A not available object.

{
  "_kind": "NA"
}

Ref

An object for a reference with optional display name.

Since the dis is optional, always specify the kind.

{
  "_kind": "Ref",
  "val": "/foo",
  "dis": "Links to foo"
}

Date

A date object.

{
  "_kind": "Date",
  "val": "2015-06-08"
}

Time

A time object.

{
  "_kind": "Time",
  "val": "15:47:41"
}

DateTime

An object with a date, time and timezone value.

The tz parameter is optional. It defaults to ‘GMT’.

The val is a standard ISO 8601 formatted date time.

{
  "_kind": "DateTime"
  "val": "2015-06-08T15:47:41-04:00",
  "tz": "New_York"
}

Uri

A URI object.

{
  "_kind": "Uri",
  "val": "https://j2inn.com"
}

Coord

A co-ordinate object.

{
  "_kind": "Coord",
  "lat": 51.019371,
  "lng": -0.453980
}

XStr

An XStr object.

{
  "_kind": "XStr",
  "type": "Type",
  "val": "value"
}

Example

Here's a simple grid of sites encoded using Hayson...

{
  "_kind": "Grid",
  "meta": { "ver":"3.0" },
  "cols": [ "id", "area", "dis", "geoAddr", "geoCoord", "geoCountry", "geoPostalCode", 
    "geoState", "geoStreet", "hq", "metro", "occupiedEnd", "occupiedStart", 
    "primaryFunction", "regionRef", "site", "store", "storeNum", "tz", "weatherRef",
    "yearBuilt", "mod"

• [Given entries]:
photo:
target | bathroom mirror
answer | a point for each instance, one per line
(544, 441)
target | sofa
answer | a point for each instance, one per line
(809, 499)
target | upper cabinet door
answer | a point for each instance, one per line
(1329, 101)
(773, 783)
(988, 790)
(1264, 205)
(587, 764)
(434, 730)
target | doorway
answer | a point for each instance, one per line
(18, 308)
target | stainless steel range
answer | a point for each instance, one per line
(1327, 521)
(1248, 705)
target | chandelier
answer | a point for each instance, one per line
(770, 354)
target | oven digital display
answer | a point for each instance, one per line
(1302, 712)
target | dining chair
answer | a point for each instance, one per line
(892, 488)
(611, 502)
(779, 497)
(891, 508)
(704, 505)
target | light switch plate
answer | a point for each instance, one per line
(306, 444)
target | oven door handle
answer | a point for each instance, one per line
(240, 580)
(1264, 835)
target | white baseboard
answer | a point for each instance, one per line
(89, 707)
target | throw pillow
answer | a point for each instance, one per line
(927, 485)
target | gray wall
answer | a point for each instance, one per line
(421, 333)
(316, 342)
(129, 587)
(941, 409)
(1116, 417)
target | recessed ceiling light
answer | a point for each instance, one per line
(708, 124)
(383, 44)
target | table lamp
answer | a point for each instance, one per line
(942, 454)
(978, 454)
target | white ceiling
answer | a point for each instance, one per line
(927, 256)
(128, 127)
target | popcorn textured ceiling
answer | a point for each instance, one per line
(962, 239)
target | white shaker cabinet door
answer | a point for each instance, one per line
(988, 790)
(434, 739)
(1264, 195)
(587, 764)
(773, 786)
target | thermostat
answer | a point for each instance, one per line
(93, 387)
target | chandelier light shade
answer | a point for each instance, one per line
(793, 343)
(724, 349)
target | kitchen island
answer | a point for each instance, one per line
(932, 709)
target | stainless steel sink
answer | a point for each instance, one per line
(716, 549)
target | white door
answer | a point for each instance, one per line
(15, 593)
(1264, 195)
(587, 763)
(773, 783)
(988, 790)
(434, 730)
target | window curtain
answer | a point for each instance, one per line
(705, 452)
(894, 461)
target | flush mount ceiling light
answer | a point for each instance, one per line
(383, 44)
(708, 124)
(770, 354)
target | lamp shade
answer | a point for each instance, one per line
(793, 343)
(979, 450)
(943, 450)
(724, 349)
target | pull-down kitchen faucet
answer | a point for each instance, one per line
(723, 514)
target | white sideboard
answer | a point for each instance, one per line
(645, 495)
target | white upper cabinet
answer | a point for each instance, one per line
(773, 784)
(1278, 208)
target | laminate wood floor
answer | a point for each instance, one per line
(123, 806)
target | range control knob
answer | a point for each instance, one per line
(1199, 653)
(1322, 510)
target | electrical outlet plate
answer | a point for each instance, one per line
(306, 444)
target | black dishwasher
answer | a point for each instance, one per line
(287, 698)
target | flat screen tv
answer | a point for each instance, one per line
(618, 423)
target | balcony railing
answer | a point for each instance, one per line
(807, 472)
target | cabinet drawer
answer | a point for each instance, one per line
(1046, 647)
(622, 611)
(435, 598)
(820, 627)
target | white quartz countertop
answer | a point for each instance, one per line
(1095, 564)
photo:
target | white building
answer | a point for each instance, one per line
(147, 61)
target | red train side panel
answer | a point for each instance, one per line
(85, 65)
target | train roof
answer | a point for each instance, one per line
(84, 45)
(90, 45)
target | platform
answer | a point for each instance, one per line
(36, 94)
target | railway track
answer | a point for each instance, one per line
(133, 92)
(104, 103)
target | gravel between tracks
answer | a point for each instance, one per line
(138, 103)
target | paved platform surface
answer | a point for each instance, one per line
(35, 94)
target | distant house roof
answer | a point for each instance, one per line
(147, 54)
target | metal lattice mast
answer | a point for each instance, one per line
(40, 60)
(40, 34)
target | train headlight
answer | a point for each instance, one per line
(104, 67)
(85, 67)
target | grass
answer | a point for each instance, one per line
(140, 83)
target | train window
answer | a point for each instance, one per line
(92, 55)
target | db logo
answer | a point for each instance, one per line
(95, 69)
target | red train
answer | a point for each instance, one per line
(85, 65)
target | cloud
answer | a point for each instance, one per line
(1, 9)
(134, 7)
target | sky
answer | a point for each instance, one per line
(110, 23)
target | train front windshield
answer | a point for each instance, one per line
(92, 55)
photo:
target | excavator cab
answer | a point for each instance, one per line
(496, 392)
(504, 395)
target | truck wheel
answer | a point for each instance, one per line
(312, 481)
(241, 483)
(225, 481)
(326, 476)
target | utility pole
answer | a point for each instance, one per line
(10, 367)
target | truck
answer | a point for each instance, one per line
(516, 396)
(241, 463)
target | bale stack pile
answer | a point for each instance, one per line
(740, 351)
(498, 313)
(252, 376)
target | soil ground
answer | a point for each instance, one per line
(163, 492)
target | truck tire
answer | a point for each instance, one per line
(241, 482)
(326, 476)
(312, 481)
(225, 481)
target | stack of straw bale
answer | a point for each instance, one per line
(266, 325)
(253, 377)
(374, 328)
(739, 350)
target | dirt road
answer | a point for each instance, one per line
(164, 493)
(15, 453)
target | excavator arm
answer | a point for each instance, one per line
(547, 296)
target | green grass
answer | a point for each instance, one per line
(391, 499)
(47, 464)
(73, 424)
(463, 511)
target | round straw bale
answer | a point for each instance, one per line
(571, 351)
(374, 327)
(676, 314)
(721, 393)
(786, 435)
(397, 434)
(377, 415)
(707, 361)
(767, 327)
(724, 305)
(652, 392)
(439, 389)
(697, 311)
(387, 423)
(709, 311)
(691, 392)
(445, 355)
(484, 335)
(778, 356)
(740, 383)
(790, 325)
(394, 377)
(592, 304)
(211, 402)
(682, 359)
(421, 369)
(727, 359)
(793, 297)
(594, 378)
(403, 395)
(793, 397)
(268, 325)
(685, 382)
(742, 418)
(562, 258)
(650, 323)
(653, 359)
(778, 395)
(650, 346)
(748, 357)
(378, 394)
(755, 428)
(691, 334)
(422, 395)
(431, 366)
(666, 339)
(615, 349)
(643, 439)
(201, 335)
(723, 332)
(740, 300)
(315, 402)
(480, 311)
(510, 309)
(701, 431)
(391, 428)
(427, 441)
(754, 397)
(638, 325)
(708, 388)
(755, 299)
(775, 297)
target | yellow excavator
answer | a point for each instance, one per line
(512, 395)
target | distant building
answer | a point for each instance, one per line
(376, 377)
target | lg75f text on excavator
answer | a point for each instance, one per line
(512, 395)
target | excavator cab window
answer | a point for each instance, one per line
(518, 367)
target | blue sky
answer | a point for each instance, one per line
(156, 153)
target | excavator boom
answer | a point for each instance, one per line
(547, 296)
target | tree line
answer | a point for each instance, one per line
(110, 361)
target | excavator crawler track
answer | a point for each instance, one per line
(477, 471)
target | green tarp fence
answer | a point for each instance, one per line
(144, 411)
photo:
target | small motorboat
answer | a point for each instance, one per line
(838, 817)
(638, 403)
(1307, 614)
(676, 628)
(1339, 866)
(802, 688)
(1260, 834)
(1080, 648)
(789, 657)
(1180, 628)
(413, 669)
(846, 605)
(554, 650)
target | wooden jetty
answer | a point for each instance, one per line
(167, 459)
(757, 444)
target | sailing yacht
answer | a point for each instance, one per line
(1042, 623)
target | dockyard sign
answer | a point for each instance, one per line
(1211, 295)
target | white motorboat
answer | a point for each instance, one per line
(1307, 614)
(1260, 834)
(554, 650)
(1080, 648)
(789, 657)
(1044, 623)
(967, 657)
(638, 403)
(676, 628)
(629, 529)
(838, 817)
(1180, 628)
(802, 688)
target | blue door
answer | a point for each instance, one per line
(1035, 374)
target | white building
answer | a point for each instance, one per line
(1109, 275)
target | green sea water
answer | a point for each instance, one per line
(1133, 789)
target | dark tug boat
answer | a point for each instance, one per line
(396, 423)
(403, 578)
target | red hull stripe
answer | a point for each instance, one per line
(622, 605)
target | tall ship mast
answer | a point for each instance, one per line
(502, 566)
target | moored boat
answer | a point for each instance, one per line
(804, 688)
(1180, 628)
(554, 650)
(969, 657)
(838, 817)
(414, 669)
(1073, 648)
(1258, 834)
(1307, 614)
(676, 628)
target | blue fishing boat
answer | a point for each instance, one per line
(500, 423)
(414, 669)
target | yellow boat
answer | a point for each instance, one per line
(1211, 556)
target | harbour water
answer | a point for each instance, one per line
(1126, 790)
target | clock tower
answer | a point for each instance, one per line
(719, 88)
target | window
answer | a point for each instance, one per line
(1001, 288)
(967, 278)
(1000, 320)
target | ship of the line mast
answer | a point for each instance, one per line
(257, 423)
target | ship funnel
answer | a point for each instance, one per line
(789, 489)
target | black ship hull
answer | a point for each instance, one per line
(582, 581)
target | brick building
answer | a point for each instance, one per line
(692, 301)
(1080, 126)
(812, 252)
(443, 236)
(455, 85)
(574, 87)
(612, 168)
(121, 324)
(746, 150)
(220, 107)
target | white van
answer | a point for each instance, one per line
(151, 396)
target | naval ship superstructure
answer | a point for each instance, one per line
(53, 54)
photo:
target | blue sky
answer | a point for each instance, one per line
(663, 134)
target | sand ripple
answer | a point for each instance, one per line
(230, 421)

• [Requirements]:
Rewrite the paragraph beginning "The tz parameter is optional" in the Hayson type reference above as one shorter sentence that keeps both of its facts.

• [Written answer]:
The optional tz parameter defaults to ‘GMT’.